> Items in a dataset:
* Begin *
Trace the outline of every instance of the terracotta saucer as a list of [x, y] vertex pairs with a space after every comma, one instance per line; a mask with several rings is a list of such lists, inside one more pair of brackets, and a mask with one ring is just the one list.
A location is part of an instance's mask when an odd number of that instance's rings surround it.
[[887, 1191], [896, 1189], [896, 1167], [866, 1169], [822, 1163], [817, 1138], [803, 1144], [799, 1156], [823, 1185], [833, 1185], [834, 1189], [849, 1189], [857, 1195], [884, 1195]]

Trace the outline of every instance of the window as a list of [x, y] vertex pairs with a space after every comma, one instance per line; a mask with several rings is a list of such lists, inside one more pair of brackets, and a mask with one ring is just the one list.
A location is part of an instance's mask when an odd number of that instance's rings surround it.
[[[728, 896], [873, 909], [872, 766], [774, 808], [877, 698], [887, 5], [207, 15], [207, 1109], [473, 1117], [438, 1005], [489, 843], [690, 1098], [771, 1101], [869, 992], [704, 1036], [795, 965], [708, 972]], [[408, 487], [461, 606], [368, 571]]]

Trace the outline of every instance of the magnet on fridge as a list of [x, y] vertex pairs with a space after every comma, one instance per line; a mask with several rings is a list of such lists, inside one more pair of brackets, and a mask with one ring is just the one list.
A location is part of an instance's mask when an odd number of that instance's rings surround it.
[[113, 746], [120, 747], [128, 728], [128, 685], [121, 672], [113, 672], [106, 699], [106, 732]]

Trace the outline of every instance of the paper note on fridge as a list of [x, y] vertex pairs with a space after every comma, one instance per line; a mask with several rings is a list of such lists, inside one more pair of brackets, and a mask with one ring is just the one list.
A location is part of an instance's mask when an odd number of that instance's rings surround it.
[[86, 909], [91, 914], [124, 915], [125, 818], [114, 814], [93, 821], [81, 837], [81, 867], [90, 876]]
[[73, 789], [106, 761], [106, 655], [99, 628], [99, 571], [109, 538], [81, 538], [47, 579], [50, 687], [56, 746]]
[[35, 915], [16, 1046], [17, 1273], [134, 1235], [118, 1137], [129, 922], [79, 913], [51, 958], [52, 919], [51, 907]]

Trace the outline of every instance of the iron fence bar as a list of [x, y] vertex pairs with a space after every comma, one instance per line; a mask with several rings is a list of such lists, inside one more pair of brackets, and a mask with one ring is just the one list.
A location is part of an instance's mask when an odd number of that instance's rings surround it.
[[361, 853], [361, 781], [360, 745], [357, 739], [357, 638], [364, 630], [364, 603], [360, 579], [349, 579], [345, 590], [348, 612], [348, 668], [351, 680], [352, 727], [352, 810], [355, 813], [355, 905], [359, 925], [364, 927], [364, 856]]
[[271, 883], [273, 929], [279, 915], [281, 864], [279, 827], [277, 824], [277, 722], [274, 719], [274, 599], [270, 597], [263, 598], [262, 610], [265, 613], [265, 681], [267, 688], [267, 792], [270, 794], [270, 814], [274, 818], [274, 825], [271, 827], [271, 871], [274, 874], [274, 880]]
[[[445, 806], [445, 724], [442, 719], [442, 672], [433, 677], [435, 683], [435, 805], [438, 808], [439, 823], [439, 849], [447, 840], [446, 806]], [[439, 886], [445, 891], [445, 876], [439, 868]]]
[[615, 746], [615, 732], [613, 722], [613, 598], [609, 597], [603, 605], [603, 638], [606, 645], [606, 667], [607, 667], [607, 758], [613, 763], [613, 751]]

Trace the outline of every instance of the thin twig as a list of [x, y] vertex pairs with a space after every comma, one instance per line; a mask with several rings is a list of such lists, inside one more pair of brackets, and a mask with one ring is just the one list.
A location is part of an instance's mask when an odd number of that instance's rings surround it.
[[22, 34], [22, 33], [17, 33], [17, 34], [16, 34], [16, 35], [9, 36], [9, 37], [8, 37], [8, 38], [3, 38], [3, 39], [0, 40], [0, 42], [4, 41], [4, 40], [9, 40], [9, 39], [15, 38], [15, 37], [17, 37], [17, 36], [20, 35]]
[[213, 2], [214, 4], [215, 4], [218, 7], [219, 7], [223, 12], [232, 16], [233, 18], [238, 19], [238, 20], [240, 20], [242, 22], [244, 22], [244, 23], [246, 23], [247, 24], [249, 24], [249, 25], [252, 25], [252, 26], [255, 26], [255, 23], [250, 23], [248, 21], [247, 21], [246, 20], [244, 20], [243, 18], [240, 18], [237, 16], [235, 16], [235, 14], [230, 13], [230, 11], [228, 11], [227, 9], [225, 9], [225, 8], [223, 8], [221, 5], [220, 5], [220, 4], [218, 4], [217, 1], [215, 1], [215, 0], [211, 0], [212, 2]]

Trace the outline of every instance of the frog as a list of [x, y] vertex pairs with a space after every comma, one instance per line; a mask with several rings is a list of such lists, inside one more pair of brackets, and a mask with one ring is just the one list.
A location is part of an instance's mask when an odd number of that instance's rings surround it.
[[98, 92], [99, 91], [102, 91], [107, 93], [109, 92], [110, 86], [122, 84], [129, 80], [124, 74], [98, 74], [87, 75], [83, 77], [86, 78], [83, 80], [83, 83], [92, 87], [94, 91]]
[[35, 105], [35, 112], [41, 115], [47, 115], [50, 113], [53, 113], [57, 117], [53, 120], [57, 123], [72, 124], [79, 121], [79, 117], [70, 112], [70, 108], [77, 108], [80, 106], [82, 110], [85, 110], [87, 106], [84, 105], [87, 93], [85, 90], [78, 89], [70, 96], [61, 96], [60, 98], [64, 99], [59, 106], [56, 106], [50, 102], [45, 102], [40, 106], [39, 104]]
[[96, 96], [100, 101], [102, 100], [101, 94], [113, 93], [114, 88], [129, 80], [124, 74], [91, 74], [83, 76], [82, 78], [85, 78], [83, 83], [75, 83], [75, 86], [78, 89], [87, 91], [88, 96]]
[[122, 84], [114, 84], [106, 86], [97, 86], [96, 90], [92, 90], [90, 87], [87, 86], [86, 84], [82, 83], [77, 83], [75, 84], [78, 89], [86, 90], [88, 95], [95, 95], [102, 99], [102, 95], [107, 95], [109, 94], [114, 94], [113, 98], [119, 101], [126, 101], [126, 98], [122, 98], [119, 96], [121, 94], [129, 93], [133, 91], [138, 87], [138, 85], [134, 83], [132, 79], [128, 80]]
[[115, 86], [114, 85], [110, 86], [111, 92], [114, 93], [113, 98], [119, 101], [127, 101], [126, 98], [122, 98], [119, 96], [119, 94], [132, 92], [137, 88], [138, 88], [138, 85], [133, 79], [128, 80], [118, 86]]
* End *
> Written problem:
Update every entry above so that "vertex pairs" becomes "coordinate pairs", leaving all other text as it is.

> Solution for this task:
Trace the outline of every instance of the terracotta saucer as a list of [x, y] coordinate pairs with a space after every comma, one instance per line; a mask with several rings is a list of such lists, inside one more pair of brackets, and a mask with one ring is just the one list.
A location is part of an instance's mask when an odd number of that instance's rings surround it.
[[887, 1191], [896, 1189], [896, 1167], [866, 1169], [822, 1163], [817, 1138], [803, 1144], [799, 1156], [823, 1185], [833, 1185], [834, 1189], [849, 1189], [857, 1195], [884, 1195]]

Trace the outline of every instance of the window as a list of [x, y] coordinate pairs with a space after every comma, one instance per line; a mask with several rings is a list of such lists, inside one more pair of brackets, and a mask with one ring is just the one list.
A location is part of an instance's mask when an odd number of that instance's rings surround it.
[[[728, 896], [873, 909], [872, 766], [774, 808], [877, 698], [887, 5], [207, 15], [207, 1109], [473, 1117], [438, 1005], [489, 843], [690, 1098], [771, 1101], [869, 992], [704, 1036], [795, 965], [708, 972]], [[408, 487], [461, 606], [368, 571]]]

Trace the outline of every instance of the magnet on fridge as a list of [x, y] coordinate pairs with a space after every comma, one instance per line; a mask with several rings is a list of such lists, inside one more pair of brackets, and a mask with one ring is just the one list.
A location is part of an instance's mask when an odd number of that instance's rings surround it.
[[113, 746], [120, 747], [128, 728], [128, 685], [121, 672], [113, 672], [106, 699], [106, 732]]

Trace the outline of every instance of the paper note on fridge as a list of [x, y] coordinate pairs with a space after every comma, one instance per line; a mask with several rings is a list of such lists, inside one more pair of brackets, and a mask with one ring is just the one list.
A location is part of an instance's mask when an odd number of that instance's rings surround it.
[[86, 909], [91, 914], [124, 915], [125, 818], [114, 814], [93, 821], [81, 837], [81, 867], [90, 876]]
[[73, 789], [106, 761], [106, 655], [99, 628], [99, 571], [109, 538], [81, 538], [47, 579], [50, 687], [56, 746]]
[[35, 915], [16, 1046], [17, 1273], [134, 1235], [118, 1137], [129, 922], [79, 913], [51, 958], [52, 919], [51, 907]]

Trace the outline of every instance of the iron fence bar as a list of [x, y] coordinate pairs with a space after every comma, one instance per line; a mask with several rings is a list of such lists, inside one more pair of brackets, and a mask with one ring is just the one list.
A location is part of an instance's mask when an odd number of that instance's rings surround it.
[[361, 853], [361, 781], [360, 745], [357, 739], [357, 638], [364, 630], [364, 603], [360, 579], [349, 579], [345, 590], [348, 612], [348, 668], [351, 680], [352, 727], [352, 810], [355, 813], [355, 905], [359, 925], [364, 927], [364, 856]]
[[271, 883], [273, 929], [279, 915], [281, 864], [279, 827], [277, 824], [277, 722], [274, 719], [274, 599], [270, 597], [263, 598], [262, 610], [265, 613], [265, 681], [267, 688], [267, 792], [270, 794], [270, 814], [274, 818], [274, 825], [271, 827], [271, 871], [274, 874], [274, 880]]
[[[445, 806], [445, 724], [442, 719], [442, 672], [433, 677], [435, 683], [435, 805], [438, 808], [439, 823], [439, 849], [447, 840], [446, 806]], [[439, 886], [445, 891], [445, 876], [439, 868]]]
[[615, 746], [615, 732], [613, 722], [613, 598], [609, 597], [603, 605], [603, 638], [606, 645], [606, 667], [607, 667], [607, 758], [613, 763], [613, 751]]

Trace the outline of every instance of the thin twig as a list of [x, y] coordinate pairs with a space after every comma, one instance per line; a mask with several rings is a list of such lists, inside one more pair of brackets, and a mask with one ring is just the one list.
A location is part of an instance's mask when an odd number of that instance's rings surround it.
[[22, 34], [22, 33], [17, 33], [17, 34], [16, 34], [16, 35], [9, 36], [9, 37], [8, 37], [8, 38], [3, 38], [3, 39], [0, 40], [0, 42], [4, 41], [4, 40], [9, 40], [9, 39], [15, 38], [15, 37], [17, 37], [17, 36], [20, 35]]
[[213, 2], [214, 4], [215, 4], [218, 7], [219, 7], [223, 12], [232, 16], [233, 18], [238, 19], [238, 20], [240, 20], [242, 22], [244, 22], [244, 23], [246, 23], [247, 24], [249, 24], [249, 25], [252, 25], [252, 26], [255, 26], [255, 23], [250, 23], [248, 21], [247, 21], [246, 20], [244, 20], [243, 18], [240, 18], [237, 16], [235, 16], [235, 14], [230, 13], [230, 11], [228, 11], [227, 9], [225, 9], [225, 8], [223, 8], [221, 5], [220, 5], [220, 4], [218, 4], [217, 1], [215, 1], [215, 0], [211, 0], [212, 2]]

Trace the outline of every instance of the frog as a list of [x, y] coordinate pairs with a space after every comma, one instance per line; a mask with several rings is a list of such lists, inside one more pair of brackets, and a mask with one ring is just the one list.
A location is part of an instance's mask when an odd number of that instance's rings surround it.
[[98, 92], [99, 91], [102, 91], [107, 93], [109, 92], [110, 86], [122, 84], [129, 80], [124, 74], [98, 74], [87, 75], [83, 77], [86, 78], [83, 80], [83, 83], [92, 87], [94, 91]]
[[35, 105], [35, 112], [41, 115], [47, 115], [50, 113], [53, 113], [57, 117], [53, 120], [57, 123], [72, 124], [79, 121], [79, 117], [70, 112], [70, 108], [77, 108], [80, 106], [82, 110], [85, 110], [87, 106], [84, 105], [87, 93], [85, 90], [78, 89], [70, 96], [61, 96], [60, 98], [64, 99], [59, 106], [56, 106], [50, 102], [45, 102], [40, 106], [39, 104]]
[[96, 96], [100, 101], [102, 100], [101, 94], [113, 93], [114, 88], [129, 80], [124, 74], [91, 74], [83, 76], [82, 78], [85, 78], [83, 83], [75, 83], [75, 86], [78, 89], [87, 91], [88, 96]]
[[122, 84], [114, 84], [106, 86], [97, 86], [96, 90], [92, 90], [90, 87], [87, 86], [86, 84], [82, 83], [77, 83], [75, 84], [78, 89], [86, 90], [88, 95], [95, 95], [102, 99], [102, 95], [107, 95], [109, 94], [114, 94], [113, 98], [119, 101], [126, 101], [126, 98], [122, 98], [119, 96], [121, 94], [129, 93], [133, 91], [138, 87], [138, 85], [134, 83], [132, 79], [128, 80]]
[[115, 86], [114, 85], [110, 86], [111, 92], [114, 93], [113, 98], [119, 101], [127, 101], [126, 98], [122, 98], [119, 96], [119, 94], [132, 92], [137, 88], [138, 88], [138, 85], [133, 79], [128, 80], [118, 86]]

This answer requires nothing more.